- _DIRECTIONS FOR THIS TASK_: Turn the entries into a JSON list of strings, one string per line and no blank lines. Begin at the line that has "Could you point to the flowering", stop after the last line of the entries, and include nothing else.

Pointing dataset records:
════════
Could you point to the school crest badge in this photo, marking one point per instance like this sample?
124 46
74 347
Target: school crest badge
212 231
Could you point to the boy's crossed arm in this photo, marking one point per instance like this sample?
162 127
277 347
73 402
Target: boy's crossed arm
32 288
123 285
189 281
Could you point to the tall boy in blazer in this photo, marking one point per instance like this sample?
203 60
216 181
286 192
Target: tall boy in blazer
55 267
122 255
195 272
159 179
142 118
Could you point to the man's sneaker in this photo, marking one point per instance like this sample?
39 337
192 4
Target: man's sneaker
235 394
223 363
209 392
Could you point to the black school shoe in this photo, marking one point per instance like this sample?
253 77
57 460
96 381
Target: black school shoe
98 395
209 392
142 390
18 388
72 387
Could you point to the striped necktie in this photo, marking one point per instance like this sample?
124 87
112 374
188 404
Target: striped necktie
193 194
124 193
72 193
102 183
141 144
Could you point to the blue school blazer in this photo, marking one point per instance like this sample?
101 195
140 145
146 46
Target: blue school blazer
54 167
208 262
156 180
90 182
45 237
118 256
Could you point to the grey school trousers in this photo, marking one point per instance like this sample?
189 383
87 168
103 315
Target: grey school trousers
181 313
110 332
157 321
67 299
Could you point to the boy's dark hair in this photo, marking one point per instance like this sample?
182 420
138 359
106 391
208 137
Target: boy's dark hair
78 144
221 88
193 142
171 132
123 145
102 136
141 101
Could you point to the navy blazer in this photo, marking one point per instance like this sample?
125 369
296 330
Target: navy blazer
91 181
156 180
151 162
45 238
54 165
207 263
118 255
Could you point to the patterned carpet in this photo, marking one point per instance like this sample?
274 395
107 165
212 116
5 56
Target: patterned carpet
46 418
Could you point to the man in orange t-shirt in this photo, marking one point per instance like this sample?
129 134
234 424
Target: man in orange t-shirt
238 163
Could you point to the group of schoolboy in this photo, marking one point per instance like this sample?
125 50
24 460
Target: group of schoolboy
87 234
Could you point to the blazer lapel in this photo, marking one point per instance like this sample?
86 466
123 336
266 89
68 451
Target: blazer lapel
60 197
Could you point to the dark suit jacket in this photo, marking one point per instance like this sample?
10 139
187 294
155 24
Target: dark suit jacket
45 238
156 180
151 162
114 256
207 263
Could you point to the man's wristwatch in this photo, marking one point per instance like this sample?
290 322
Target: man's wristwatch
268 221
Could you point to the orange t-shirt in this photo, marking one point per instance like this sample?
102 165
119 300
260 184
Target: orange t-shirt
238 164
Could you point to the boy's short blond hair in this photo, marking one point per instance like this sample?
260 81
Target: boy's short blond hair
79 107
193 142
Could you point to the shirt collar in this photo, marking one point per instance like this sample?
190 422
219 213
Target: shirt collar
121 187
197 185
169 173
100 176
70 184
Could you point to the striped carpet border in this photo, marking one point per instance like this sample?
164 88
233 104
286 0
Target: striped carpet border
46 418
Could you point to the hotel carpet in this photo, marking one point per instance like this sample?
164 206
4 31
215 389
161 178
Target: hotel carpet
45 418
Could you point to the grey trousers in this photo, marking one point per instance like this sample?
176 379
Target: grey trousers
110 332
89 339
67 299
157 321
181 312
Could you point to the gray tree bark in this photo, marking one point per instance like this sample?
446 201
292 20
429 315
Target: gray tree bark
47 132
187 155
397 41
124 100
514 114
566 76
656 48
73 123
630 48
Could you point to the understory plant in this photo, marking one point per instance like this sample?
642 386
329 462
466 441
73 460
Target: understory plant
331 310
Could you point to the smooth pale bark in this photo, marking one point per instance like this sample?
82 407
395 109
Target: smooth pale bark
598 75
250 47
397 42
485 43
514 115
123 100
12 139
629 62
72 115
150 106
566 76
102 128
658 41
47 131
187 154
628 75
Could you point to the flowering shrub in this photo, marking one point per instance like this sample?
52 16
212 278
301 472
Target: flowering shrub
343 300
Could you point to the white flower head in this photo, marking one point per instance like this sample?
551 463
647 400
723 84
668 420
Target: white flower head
════════
- _EXERCISE OUTPUT_:
[
  "Could you point to the flowering shrub in this photo, marking one point per instance like this sample?",
  "52 16",
  "212 278",
  "301 472",
  "Target: flowering shrub",
  "343 300",
  "Could you point to the white flower head in this photo, marking one point per instance like this sample?",
  "551 463",
  "647 400",
  "723 84",
  "668 420",
  "Target: white flower head"
]